Stored data entries:
···

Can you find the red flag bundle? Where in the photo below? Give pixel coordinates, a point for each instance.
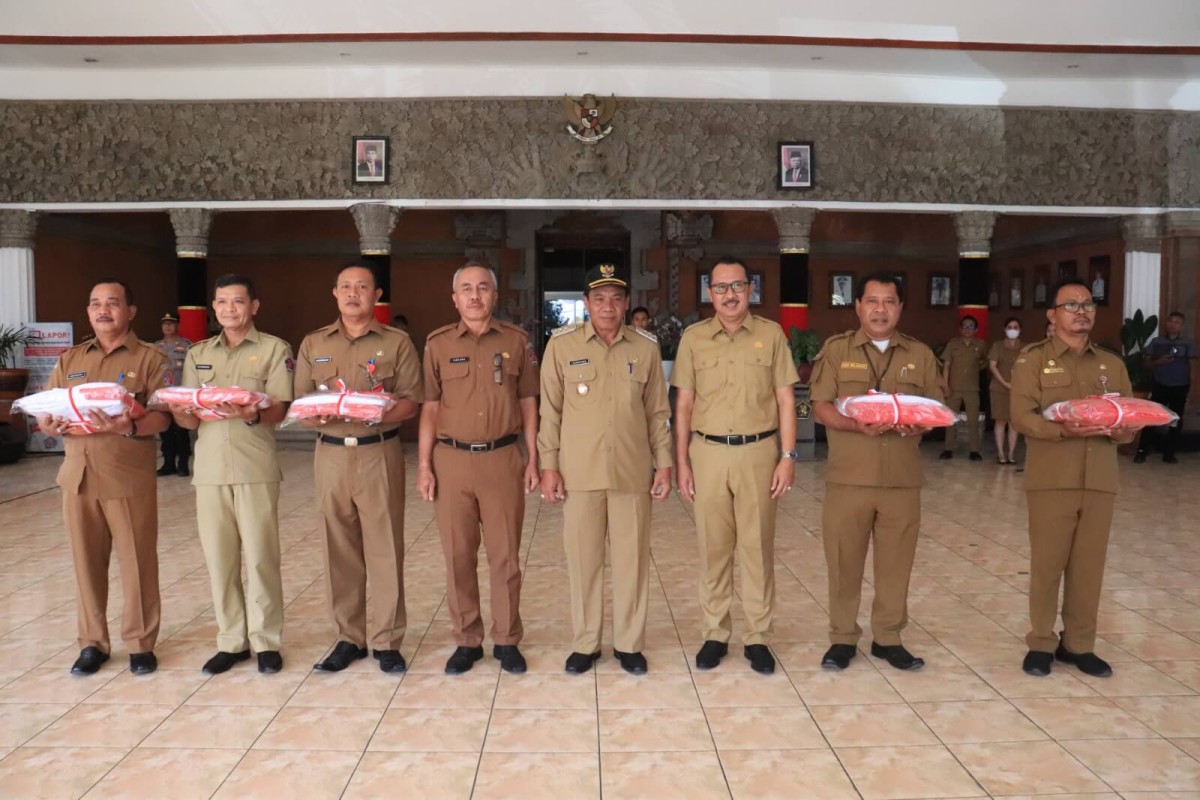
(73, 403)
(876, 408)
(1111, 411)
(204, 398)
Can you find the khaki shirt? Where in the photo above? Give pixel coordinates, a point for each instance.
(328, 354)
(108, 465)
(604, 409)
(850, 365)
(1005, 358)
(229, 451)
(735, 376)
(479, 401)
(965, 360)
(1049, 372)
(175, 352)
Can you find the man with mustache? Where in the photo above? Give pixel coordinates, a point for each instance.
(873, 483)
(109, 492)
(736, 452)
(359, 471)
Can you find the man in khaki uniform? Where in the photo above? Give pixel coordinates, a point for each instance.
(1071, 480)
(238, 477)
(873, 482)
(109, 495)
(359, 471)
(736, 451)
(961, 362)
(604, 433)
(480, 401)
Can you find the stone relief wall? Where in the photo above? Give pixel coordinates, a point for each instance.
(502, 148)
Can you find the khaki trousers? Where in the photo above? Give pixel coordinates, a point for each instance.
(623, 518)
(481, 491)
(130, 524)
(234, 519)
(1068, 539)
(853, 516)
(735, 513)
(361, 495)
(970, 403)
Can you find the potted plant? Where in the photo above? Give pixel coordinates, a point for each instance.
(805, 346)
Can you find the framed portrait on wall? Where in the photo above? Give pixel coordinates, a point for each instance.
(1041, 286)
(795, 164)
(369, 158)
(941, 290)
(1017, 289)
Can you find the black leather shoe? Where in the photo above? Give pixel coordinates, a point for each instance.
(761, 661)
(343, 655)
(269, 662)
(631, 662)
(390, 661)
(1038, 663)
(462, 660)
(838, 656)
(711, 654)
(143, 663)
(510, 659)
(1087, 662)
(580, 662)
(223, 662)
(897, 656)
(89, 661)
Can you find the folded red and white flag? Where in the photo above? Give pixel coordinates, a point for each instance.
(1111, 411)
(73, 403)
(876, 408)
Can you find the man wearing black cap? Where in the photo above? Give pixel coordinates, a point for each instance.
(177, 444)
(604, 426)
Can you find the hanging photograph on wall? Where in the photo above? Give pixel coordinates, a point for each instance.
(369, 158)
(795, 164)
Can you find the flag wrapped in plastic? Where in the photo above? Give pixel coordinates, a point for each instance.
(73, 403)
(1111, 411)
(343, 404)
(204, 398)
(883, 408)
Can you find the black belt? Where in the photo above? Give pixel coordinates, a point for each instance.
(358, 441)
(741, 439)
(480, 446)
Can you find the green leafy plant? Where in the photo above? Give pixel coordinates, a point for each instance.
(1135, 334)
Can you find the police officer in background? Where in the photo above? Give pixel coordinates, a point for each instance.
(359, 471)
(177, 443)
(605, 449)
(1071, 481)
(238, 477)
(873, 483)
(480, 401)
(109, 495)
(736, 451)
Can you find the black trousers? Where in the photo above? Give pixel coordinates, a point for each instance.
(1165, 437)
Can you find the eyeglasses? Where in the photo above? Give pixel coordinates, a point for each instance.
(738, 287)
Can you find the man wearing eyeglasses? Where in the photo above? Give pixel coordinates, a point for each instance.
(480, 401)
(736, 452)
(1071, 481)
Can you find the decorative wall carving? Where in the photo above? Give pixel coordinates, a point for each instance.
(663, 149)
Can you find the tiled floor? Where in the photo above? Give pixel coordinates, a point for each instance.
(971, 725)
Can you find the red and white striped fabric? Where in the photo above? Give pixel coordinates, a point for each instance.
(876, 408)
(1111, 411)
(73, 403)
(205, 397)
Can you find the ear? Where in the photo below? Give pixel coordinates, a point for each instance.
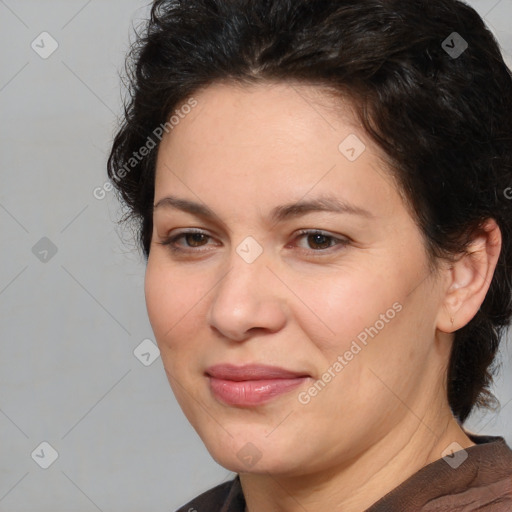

···

- [TASK BRIEF]:
Exclude the pictures and repeat the entries word for word.

- [YOUR SOLUTION]:
Can you find the red flag bundle? Where in the photo below? Give pixel coordinates, a point for each instance.
(73, 403)
(876, 408)
(1111, 411)
(204, 398)
Can you find the khaki shirt? Where in the photo above? Give pixel coordinates, a point for each instance.
(328, 354)
(108, 465)
(604, 409)
(850, 365)
(1005, 358)
(229, 451)
(735, 376)
(479, 401)
(965, 360)
(1049, 372)
(175, 352)
Can you find the man with mustache? Where in the photo above? Give pixel coordinates, a point for each instance.
(873, 483)
(109, 492)
(736, 452)
(359, 471)
Can you find the man in khaki uniform? Where in the photo above? Give pixel coordinates, a point for each instance.
(1071, 480)
(238, 477)
(873, 482)
(109, 495)
(359, 471)
(736, 451)
(961, 362)
(604, 433)
(480, 401)
Can you find the stone relief wall? Where in the photo above? Give pixel coordinates, a point for each instance.
(502, 148)
Can you find the khaki trousers? Where in the photo above? Give pixel coordinates, a point for each instance.
(623, 518)
(481, 491)
(130, 524)
(234, 519)
(1068, 539)
(853, 516)
(735, 513)
(361, 495)
(970, 403)
Can you find the potted plant? Where in the photo above? Give pixel coordinates, a point for each instance.
(805, 346)
Can you find the framed portrait on wall? Where in the photo above? Give pixel coordinates, a point for each instance.
(1041, 286)
(795, 164)
(369, 158)
(941, 290)
(1017, 289)
Can you find the black leather shoe? Where in the photo above? Give pixel coordinates, a point for each instance.
(761, 661)
(343, 655)
(269, 662)
(631, 662)
(390, 661)
(1038, 663)
(462, 660)
(838, 656)
(711, 654)
(143, 663)
(510, 659)
(1087, 662)
(580, 662)
(223, 662)
(897, 656)
(89, 661)
Can you find the folded red and white flag? Where in the photo above? Give pixel coordinates, a point for each instance.
(1111, 411)
(73, 403)
(876, 408)
Can you find the man wearing black cap? Where in the photo above? Give pixel coordinates, a point for each instance.
(177, 444)
(604, 426)
Can you find the hanging photograph on wall? Where in the photo above? Give pixel coordinates, a point for each instance.
(369, 158)
(795, 164)
Can you find the flag wrapped in plastic? Where in the photo above? Give pixel coordinates, a point for each instance.
(73, 403)
(1111, 411)
(343, 404)
(204, 398)
(883, 408)
Can you find the black belt? Where in the photo above? Give pixel coordinates, a point for each instance.
(358, 441)
(741, 439)
(480, 446)
Can you find the green leafy plant? Where in the photo above? Give pixel coordinates, a point for each instance.
(1135, 334)
Can you find the police officer in background? Where in the photo above? Give pixel coordinates, a point for each instance.
(359, 471)
(177, 443)
(605, 449)
(1071, 481)
(238, 477)
(873, 483)
(480, 401)
(109, 495)
(736, 451)
Can you find the black trousers? Where in the photo above? Give pixel coordinates, a point for each instance.
(1165, 437)
Can you find the eyeglasses? Where in the photo above? Give pixel coordinates, a point for each instance.
(738, 287)
Can you find the man wearing eyeglasses? Where in the photo above? Give pixel coordinates, a point for each instance.
(480, 401)
(736, 452)
(1071, 481)
Can you find the decorative wall carving? Where in the photo above? Give pixel coordinates, a point for each instance.
(663, 149)
Can you find the tiled floor? Where in the photo above? Give pixel coordinates, a point for each instance.
(971, 725)
Can you find the red and white striped fabric? Where in the photo above? Give pixel coordinates, a point for each instance.
(876, 408)
(1111, 411)
(73, 403)
(205, 397)
Can you find the ear? Where in the photo below? Give pixel coordinates, a point for each instance.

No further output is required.